Letting \(a = 7\) and \(u = 6x\text{,}\) it follows that \(x=\frac{1}{6}u\) and \(du=6\,dx\text{,}\) and therefore

\begin{equation*}
\int \frac{1}{x^2 \sqrt{49-36x^2}} \, dx = \frac{1}{6} \int \frac{1}{\frac{1}{36}u^2 \sqrt{a^2-u^2}} \, du\text{.}
\end{equation*}

Using Rule (k) in

Appendix A and the fact that

\(\frac{1}{6} \cdot 36 = 6\text{,}\) we see

\begin{equation*}
\int \frac{1}{x^2 \sqrt{49-36x^2}} \, dx = -6\cdot \frac{\sqrt{49-36x^2}}{49 \cdot 6x} + C\text{.}
\end{equation*}

###
Subsection 5.12.2 Using Computer Algebra Systems

A computer algebra system (CAS) is a computer program that is capable of executing symbolic mathematics. For example, if we ask a CAS to solve the equation \(ax^2 + bx + c = 0\) for the variable \(x\text{,}\) where \(a\text{,}\) \(b\text{,}\) and \(c\) are arbitrary constants, the program will return \(x = \frac{-b \pm \sqrt{b^2 - 4ac}}{2a}\text{.}\) Research to develop the first CAS dates to the 1960s, and these programs became publicly available in the early 1990s. Two prominent examples are the programs *Maple* and *Mathematica*, which were among the first computer algebra systems to offer a graphical user interface. Today, *Maple* and *Mathematica* are exceptionally powerful professional software packages that can execute an amazing array of sophisticated mathematical computations. They are also very expensive, as each is a proprietary program. The CAS *SAGE* is an open-source, free alternative to *Maple* and *Mathematica*.
....
__Work task__:
Write the next part of the calculus excerpt on computer algebra systems, starting right after its final sentence.
....
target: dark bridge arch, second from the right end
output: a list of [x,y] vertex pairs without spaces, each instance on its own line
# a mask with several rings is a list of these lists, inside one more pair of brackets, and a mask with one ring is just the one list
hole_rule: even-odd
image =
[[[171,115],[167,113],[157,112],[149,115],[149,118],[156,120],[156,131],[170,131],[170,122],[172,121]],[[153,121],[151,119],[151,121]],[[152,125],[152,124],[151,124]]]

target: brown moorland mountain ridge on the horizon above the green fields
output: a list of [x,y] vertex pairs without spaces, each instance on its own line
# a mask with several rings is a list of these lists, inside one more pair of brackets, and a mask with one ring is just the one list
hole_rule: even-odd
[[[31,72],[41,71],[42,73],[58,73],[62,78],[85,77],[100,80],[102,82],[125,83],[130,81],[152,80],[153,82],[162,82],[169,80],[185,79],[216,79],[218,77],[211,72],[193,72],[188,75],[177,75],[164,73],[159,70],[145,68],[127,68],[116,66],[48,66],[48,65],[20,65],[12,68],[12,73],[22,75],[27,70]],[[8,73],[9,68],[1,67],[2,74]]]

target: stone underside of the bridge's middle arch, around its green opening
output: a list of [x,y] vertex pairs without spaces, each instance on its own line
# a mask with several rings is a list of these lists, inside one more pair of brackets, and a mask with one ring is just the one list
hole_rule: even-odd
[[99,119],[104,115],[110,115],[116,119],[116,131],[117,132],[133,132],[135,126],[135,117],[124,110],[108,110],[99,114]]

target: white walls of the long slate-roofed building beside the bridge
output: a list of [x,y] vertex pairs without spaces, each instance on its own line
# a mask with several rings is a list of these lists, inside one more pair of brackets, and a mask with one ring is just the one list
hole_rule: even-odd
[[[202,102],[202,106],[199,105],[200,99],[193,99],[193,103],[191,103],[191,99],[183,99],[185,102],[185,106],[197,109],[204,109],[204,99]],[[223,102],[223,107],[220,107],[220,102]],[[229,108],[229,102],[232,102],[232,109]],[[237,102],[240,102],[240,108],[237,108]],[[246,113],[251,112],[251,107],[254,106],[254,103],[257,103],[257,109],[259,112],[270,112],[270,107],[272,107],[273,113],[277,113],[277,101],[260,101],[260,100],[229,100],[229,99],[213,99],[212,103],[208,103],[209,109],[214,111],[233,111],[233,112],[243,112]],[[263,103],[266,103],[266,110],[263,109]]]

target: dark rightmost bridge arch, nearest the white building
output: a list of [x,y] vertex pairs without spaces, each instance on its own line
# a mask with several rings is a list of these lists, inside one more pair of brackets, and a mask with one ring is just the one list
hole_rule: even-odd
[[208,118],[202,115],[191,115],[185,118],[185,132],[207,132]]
....
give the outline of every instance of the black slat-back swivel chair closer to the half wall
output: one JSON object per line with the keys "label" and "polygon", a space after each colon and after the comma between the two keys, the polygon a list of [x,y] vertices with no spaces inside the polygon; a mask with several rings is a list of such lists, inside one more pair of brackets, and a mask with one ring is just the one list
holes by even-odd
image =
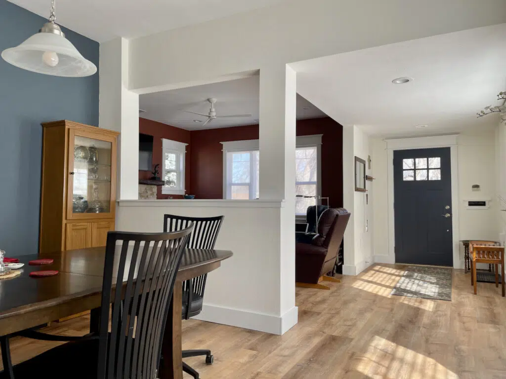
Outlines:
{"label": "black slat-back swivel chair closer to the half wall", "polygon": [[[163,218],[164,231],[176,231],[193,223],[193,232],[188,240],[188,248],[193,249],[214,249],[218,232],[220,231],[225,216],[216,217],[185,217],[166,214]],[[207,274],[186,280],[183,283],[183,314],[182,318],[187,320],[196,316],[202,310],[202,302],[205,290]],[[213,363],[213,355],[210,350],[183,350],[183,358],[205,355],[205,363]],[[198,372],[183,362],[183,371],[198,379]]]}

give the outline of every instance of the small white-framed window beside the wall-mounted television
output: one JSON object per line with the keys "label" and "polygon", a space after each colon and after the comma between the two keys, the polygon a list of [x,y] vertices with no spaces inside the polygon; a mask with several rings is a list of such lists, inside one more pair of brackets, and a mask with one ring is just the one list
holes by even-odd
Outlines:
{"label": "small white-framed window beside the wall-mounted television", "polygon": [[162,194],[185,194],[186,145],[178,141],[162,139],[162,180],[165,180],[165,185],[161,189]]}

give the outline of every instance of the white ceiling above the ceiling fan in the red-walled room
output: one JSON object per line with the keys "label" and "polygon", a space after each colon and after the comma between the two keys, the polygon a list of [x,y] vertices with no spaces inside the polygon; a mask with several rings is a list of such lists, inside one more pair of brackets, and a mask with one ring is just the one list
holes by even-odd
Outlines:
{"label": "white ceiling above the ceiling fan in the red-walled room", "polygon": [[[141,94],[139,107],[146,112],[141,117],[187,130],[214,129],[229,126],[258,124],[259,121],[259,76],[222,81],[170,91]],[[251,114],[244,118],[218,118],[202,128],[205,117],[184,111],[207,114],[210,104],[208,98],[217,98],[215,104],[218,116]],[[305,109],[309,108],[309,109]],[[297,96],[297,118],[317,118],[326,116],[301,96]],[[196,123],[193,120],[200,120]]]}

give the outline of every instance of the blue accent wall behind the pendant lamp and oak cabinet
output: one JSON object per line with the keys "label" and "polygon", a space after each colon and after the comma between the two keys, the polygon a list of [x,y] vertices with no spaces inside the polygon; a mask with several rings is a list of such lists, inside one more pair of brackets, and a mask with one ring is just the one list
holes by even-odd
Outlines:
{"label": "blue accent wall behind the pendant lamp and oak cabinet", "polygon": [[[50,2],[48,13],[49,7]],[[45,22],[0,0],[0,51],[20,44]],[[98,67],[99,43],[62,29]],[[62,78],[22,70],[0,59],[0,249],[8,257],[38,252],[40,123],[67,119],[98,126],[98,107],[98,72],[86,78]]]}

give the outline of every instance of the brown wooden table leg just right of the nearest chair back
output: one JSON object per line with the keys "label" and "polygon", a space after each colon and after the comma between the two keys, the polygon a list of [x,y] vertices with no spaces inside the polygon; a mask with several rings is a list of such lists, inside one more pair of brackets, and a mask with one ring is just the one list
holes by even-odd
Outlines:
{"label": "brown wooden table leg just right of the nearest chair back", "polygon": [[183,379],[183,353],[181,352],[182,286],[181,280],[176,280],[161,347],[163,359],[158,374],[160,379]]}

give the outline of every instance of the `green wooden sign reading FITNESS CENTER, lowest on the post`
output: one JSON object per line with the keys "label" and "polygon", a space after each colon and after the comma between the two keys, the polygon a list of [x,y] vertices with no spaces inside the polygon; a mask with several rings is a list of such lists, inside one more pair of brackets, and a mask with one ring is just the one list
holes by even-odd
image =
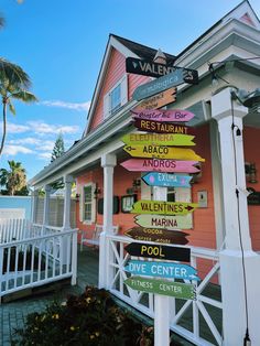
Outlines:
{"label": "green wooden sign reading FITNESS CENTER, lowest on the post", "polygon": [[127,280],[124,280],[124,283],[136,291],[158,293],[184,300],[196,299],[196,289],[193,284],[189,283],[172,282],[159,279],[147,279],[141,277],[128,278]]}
....
__Answer section__:
For the purposes of this text, when we need to use a CAS, we are going to turn instead to a similar, but somewhat different computational tool, the web-based “computational knowledge engine” called *WolframAlpha*. There are two features of *WolframAlpha* that make it stand out from the CAS options mentioned above: (1) unlike *Maple* and *Mathematica*, *WolframAlpha* is free (provided we are willing to navigate some pop-up advertising); and (2) unlike any of the three, the syntax in *WolframAlpha* is flexible. Think of *WolframAlpha* as being a little bit like doing a Google search: the program will interpret what is input, and then provide a summary of options.

If we want to have *WolframAlpha* evaluate an integral for us, we can provide it syntax such as

`integrate x^2 dx`

to which the program responds with

\begin{equation*}
\int x^2 \, dx = \frac{x^3}{3} + \text{constant}\text{.}
\end{equation*}

To find the partial fraction decomposition of any rational function, in *WolframAlpha*, entering

`partial fraction 5x/(x^2-x-2)`

results in the output

\begin{equation*}
\frac{5x}{x^2-x-2} = \frac{10}{3(x-2)} + \frac{5}{3(x+1)}\text{.}
\end{equation*}

While there is much to be enthusiastic about regarding CAS programs such as *WolframAlpha*, there are several things we should be cautious about: (1) a CAS only responds to exactly what is input; (2) a CAS can answer using powerful functions from very advanced mathematics; and (3) there are problems that even a CAS cannot do without additional human insight.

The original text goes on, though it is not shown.